Exercise: Using the entries below, transcribe exactly the line containing "of the window" and each line that follows it to the end.

Point-based annotation data
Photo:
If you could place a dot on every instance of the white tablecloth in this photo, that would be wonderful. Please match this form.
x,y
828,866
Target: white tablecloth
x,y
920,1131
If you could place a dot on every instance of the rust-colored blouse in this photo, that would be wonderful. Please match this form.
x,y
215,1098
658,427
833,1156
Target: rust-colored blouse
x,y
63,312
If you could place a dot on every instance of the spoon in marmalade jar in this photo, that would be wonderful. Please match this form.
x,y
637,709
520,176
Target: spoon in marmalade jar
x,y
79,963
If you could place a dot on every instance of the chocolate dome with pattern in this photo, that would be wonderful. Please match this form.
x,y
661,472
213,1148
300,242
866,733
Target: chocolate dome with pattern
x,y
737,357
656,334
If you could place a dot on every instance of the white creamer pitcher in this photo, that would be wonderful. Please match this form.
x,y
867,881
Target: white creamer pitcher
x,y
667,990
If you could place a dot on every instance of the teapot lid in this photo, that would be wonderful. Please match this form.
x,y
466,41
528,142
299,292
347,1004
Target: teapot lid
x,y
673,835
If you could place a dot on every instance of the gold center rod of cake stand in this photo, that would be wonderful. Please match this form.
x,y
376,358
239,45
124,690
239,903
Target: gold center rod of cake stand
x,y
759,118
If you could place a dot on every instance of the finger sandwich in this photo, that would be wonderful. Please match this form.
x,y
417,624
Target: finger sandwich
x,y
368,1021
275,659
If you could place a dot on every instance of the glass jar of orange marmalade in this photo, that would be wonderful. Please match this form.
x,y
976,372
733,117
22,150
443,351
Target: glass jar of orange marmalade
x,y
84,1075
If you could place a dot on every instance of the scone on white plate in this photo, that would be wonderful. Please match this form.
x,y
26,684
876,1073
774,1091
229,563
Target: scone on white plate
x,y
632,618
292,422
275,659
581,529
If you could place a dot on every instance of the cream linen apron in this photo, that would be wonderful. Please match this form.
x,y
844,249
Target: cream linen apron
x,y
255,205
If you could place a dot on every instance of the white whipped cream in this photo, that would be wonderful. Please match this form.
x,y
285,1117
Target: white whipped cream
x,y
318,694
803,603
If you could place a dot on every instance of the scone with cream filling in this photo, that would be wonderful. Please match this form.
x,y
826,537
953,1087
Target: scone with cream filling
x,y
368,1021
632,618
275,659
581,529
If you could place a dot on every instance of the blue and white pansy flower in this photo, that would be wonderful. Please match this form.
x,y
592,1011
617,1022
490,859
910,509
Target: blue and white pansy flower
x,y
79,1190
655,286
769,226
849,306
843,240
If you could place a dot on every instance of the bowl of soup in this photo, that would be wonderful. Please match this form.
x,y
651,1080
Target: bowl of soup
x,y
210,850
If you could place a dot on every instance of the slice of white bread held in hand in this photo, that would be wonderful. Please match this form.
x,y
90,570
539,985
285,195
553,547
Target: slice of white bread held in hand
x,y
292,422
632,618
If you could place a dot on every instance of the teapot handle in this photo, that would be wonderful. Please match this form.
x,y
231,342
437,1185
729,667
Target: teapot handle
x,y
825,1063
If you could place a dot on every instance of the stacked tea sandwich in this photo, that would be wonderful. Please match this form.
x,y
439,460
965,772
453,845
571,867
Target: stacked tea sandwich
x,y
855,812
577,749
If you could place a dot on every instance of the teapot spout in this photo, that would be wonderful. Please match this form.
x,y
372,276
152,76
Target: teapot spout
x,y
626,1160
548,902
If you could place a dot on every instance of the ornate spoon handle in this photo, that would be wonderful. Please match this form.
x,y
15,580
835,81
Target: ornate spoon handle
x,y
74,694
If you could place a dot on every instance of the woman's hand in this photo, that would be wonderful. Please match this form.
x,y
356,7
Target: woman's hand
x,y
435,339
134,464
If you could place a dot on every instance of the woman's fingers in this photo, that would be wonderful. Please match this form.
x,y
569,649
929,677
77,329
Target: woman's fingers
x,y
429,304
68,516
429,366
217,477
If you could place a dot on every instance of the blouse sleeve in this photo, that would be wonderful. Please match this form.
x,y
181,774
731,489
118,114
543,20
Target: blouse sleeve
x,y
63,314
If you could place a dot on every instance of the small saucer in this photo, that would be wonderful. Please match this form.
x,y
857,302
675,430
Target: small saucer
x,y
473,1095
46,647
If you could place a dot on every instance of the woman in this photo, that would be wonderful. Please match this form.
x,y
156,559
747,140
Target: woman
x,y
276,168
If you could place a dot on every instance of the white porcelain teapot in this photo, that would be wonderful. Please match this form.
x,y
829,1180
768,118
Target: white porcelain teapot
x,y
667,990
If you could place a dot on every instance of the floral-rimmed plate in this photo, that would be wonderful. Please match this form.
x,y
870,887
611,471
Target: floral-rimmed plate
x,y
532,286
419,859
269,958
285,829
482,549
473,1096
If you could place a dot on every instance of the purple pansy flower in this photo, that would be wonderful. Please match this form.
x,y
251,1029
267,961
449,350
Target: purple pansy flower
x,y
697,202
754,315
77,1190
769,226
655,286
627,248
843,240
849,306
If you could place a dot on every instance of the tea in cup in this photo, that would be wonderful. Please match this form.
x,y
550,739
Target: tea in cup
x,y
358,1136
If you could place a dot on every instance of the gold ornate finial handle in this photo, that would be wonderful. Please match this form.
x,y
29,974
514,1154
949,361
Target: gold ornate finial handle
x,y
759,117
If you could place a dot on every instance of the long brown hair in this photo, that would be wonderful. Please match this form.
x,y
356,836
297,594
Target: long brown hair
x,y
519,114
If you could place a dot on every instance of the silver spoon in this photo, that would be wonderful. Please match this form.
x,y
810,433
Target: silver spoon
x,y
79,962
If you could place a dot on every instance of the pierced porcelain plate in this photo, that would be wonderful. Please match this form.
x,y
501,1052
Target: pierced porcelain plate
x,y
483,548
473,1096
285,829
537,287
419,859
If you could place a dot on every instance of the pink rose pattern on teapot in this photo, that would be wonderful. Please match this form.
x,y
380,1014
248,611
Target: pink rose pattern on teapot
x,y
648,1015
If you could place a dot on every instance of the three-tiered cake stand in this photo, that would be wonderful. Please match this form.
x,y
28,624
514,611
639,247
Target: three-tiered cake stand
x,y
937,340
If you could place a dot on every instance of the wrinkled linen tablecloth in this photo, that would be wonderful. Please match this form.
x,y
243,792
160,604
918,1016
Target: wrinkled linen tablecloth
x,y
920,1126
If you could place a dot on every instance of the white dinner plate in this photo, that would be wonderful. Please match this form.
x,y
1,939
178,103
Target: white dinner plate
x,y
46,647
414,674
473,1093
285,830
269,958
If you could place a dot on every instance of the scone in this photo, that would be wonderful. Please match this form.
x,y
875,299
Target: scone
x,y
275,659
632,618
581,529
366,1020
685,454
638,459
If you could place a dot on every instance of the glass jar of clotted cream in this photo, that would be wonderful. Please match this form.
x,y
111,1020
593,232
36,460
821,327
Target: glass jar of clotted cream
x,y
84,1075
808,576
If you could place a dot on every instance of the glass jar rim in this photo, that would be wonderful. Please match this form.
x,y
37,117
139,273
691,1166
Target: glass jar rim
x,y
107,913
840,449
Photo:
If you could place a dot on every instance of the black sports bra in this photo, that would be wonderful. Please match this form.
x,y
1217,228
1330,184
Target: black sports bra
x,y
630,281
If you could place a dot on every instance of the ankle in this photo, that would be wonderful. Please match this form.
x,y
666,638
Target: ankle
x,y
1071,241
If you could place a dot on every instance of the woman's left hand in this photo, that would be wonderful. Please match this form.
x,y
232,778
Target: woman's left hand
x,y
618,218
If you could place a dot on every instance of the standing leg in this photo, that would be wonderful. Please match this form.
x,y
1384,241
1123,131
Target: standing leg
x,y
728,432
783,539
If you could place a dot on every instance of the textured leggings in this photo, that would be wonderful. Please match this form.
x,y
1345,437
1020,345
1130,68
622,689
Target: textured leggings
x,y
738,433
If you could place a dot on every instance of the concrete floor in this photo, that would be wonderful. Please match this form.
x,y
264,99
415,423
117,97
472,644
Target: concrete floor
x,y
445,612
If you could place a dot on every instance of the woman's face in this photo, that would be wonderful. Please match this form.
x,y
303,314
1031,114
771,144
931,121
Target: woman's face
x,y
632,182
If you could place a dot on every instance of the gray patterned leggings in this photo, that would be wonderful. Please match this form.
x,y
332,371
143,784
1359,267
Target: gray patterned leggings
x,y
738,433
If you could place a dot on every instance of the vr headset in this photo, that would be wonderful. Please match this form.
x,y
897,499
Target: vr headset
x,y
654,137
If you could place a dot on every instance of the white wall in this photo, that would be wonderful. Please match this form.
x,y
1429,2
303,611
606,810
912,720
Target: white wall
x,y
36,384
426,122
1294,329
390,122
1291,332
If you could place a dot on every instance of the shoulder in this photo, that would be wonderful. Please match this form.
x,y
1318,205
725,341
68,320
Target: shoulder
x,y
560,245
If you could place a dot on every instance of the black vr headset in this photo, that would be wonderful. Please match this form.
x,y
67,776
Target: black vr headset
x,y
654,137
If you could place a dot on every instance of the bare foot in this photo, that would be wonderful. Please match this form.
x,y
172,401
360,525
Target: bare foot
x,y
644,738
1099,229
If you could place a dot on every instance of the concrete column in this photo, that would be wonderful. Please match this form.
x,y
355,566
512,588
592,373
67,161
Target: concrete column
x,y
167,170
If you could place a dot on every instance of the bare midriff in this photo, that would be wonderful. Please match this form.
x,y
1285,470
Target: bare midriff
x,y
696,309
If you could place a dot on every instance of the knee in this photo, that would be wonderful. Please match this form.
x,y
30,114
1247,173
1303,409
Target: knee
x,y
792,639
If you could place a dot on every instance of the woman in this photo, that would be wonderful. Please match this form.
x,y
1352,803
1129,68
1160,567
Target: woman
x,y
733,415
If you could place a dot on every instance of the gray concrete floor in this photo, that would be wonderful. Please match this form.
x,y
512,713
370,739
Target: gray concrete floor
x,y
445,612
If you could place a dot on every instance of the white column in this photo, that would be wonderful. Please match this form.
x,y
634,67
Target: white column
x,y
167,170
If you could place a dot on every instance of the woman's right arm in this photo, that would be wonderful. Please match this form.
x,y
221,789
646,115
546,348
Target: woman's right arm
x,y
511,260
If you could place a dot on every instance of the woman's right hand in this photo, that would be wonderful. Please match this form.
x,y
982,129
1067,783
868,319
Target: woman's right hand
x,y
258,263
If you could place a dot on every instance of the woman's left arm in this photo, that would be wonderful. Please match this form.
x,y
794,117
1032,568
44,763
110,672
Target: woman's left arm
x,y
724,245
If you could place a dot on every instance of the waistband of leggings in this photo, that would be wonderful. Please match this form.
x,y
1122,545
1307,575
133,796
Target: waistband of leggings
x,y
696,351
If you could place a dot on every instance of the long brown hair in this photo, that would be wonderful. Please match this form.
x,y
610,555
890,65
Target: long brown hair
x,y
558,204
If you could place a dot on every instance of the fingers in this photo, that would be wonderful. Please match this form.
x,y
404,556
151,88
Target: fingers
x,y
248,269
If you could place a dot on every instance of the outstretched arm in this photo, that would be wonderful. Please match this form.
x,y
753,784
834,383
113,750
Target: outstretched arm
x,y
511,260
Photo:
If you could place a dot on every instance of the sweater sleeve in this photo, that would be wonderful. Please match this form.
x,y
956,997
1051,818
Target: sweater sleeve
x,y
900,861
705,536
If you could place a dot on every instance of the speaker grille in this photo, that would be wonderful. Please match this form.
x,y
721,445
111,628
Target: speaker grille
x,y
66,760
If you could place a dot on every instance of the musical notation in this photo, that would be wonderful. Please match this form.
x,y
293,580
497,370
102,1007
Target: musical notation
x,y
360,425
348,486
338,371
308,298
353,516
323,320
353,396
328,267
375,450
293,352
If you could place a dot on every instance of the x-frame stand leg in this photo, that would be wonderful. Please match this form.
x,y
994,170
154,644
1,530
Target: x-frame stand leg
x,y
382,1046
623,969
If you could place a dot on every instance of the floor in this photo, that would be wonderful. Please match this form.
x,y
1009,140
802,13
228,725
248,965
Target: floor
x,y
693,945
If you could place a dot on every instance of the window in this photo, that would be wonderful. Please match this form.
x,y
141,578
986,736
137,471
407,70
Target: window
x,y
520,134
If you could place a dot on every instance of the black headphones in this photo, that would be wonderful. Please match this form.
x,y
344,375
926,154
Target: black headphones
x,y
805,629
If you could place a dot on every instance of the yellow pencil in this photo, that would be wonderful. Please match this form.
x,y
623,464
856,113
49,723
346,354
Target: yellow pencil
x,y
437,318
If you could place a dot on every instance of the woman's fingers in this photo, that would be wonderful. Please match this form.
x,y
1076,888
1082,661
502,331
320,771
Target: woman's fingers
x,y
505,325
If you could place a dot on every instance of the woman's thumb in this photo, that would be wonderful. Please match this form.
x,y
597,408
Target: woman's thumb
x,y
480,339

Result below:
If you could place a dot on every instance of the window in this photo, that would be wonderful. Please match this form.
x,y
141,578
986,736
137,471
407,70
Target: window
x,y
520,134
If you could place a dot on every instance of the black headphones in this photo, that would be wonderful. Please match this form.
x,y
344,375
926,154
Target: black headphones
x,y
805,629
If you could place a dot on every instance of the yellow pencil in this photo, that would be wonderful. Please match this form.
x,y
623,464
856,113
49,723
346,354
Target: yellow pencil
x,y
437,318
If you could place a dot on every instance of the woman's fingers in this photo, that would be wonderful. Please match this form.
x,y
1076,888
1082,661
502,331
320,771
Target: woman's fingers
x,y
505,325
If you could place a dot on every instance of the woman's thumb in this photo, that would be wonderful. Please match this form.
x,y
597,408
Target: woman's thumb
x,y
480,339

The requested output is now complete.